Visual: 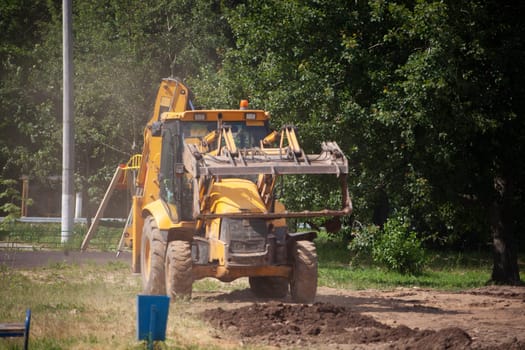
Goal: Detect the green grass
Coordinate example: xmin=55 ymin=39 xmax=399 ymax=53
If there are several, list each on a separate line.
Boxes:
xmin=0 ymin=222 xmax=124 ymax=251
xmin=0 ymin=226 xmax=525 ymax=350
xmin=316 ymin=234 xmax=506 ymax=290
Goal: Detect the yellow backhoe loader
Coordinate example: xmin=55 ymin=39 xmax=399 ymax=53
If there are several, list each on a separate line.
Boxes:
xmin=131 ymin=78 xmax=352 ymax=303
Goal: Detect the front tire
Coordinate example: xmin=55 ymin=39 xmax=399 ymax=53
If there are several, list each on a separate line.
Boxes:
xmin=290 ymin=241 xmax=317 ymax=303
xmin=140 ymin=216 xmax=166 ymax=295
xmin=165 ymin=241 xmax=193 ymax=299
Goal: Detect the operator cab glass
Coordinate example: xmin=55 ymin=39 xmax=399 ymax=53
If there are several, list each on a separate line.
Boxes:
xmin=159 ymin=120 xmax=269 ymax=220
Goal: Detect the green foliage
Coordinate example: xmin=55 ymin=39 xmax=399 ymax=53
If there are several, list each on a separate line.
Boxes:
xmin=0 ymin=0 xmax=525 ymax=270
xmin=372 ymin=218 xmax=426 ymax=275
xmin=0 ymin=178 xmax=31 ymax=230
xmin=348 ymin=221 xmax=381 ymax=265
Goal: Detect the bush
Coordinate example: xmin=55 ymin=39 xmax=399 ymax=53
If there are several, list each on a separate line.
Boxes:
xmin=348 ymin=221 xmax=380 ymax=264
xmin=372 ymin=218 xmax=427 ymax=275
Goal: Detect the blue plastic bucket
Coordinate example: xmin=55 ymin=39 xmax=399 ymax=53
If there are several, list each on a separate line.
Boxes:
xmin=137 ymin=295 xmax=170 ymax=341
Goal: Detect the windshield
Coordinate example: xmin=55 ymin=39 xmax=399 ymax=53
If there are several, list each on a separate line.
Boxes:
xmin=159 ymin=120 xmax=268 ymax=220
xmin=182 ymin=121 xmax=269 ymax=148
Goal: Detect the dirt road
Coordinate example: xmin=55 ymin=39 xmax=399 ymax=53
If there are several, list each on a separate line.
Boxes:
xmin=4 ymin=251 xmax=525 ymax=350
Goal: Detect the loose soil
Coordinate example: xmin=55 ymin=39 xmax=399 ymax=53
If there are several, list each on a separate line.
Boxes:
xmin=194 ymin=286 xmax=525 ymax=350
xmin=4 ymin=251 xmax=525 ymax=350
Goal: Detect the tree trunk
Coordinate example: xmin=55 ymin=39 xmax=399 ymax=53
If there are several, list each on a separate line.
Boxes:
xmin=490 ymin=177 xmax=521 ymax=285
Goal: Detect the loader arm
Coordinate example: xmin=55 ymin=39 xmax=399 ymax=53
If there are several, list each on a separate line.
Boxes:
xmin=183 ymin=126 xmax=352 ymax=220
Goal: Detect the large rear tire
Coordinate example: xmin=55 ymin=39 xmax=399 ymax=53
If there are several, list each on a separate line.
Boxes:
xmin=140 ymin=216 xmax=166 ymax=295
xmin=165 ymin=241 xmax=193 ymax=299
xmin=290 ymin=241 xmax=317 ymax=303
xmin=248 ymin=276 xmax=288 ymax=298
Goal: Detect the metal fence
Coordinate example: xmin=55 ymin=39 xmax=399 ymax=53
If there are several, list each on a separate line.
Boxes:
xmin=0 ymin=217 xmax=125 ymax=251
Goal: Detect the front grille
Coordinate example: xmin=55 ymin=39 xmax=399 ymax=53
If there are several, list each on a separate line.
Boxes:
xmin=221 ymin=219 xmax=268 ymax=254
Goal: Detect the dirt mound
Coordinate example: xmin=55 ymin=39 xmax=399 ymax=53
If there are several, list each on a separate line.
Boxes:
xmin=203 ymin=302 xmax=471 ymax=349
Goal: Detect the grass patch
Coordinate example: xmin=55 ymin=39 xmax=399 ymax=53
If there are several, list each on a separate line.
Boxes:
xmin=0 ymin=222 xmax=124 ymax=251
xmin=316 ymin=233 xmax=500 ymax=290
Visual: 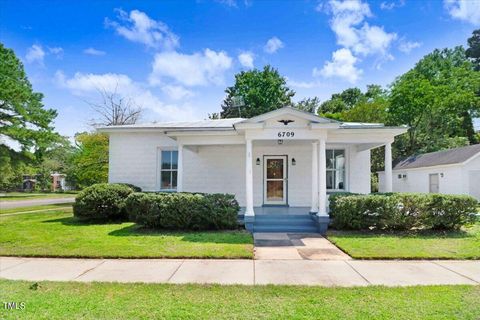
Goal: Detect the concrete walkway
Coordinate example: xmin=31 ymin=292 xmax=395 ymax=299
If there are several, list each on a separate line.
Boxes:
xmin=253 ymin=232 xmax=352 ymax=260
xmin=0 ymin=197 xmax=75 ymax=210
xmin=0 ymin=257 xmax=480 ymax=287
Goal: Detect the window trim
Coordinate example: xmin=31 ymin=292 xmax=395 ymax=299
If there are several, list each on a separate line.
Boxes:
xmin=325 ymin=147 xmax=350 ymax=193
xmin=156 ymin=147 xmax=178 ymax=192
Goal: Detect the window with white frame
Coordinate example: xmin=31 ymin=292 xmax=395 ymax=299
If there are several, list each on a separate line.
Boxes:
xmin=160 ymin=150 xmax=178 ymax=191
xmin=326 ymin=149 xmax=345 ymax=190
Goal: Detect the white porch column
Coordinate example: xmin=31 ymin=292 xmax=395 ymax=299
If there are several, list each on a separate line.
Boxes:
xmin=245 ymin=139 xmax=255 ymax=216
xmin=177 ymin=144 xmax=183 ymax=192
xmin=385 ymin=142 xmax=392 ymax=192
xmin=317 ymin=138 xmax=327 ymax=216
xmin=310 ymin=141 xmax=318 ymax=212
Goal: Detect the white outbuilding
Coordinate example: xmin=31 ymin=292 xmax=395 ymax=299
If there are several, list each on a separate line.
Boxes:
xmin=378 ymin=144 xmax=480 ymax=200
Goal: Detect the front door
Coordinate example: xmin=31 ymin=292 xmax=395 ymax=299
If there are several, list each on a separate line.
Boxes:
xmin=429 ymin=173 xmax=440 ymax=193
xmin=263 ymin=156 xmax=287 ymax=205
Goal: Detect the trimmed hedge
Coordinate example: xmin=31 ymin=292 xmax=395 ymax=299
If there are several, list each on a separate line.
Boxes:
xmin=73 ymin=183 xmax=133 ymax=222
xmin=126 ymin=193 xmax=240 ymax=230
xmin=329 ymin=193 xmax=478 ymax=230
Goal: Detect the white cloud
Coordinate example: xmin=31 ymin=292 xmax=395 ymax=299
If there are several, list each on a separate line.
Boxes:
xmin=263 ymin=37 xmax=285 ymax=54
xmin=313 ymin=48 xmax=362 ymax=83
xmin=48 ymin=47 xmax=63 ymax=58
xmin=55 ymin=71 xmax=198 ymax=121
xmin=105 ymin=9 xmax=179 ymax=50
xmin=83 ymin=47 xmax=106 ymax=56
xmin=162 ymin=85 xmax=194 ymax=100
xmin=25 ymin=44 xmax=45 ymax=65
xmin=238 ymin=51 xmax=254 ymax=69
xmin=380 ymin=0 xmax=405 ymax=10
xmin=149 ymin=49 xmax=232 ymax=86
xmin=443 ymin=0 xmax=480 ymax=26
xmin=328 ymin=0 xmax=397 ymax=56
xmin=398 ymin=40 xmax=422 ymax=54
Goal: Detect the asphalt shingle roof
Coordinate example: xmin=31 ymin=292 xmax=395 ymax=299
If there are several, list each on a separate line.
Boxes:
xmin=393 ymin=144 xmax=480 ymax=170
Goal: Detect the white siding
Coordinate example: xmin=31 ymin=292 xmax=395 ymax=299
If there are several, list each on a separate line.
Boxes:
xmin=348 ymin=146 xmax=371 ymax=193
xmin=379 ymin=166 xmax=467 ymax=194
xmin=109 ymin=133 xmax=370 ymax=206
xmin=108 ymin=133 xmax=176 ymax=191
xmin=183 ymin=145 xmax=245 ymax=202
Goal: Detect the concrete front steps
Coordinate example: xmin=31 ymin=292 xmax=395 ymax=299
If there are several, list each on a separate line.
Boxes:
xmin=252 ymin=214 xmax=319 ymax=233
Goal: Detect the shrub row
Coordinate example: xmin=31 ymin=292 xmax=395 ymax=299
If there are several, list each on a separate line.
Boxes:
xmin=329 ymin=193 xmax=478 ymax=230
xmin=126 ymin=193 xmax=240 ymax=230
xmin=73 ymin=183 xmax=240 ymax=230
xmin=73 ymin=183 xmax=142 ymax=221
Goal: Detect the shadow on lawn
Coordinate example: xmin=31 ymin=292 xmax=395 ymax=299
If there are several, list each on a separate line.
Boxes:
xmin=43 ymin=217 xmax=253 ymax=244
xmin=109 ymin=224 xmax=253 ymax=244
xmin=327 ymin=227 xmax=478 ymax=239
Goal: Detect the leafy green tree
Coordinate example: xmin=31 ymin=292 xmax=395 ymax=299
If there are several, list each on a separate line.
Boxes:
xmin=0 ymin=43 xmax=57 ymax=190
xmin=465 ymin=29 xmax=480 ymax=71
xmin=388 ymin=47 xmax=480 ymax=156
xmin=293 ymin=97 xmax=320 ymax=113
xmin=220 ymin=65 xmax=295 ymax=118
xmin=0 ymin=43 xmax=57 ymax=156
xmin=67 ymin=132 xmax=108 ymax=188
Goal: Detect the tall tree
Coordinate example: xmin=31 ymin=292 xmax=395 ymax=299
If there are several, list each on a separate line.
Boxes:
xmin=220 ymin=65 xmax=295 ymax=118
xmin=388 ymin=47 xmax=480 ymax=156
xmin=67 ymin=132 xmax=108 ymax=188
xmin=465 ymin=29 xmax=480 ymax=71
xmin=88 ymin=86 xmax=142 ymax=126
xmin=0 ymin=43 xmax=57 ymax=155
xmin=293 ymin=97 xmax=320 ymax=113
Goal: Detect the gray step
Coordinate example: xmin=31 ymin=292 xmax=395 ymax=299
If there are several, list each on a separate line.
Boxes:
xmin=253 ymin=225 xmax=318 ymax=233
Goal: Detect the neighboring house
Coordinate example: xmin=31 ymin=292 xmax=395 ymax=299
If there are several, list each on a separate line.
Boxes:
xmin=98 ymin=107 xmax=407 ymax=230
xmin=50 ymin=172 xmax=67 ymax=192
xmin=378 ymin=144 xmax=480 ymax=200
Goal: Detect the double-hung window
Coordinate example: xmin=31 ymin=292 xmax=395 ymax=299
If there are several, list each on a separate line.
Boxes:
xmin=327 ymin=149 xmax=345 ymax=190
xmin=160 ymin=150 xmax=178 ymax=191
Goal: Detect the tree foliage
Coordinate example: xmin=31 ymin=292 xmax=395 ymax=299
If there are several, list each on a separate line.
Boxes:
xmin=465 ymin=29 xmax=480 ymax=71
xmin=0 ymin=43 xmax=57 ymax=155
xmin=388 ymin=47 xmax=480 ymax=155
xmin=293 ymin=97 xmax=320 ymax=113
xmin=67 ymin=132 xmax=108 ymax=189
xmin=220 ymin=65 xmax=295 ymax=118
....................
Brief
Every line from the one containing "Goal: Detect the double-hung window" through the last line of the entries must be written out verbatim, and no other line.

Task solution
Goal: Detect the double-hung window
Coordinate example: xmin=31 ymin=292 xmax=395 ymax=299
If there are several, list each on a separate line.
Boxes:
xmin=327 ymin=149 xmax=345 ymax=190
xmin=160 ymin=150 xmax=178 ymax=191
Goal: Detect the tree foliage
Coordinate example: xmin=31 ymin=292 xmax=395 ymax=299
If there are several, list each on a separate line.
Boxes:
xmin=465 ymin=29 xmax=480 ymax=71
xmin=0 ymin=43 xmax=57 ymax=155
xmin=388 ymin=47 xmax=480 ymax=155
xmin=293 ymin=97 xmax=320 ymax=113
xmin=67 ymin=132 xmax=108 ymax=189
xmin=220 ymin=65 xmax=295 ymax=118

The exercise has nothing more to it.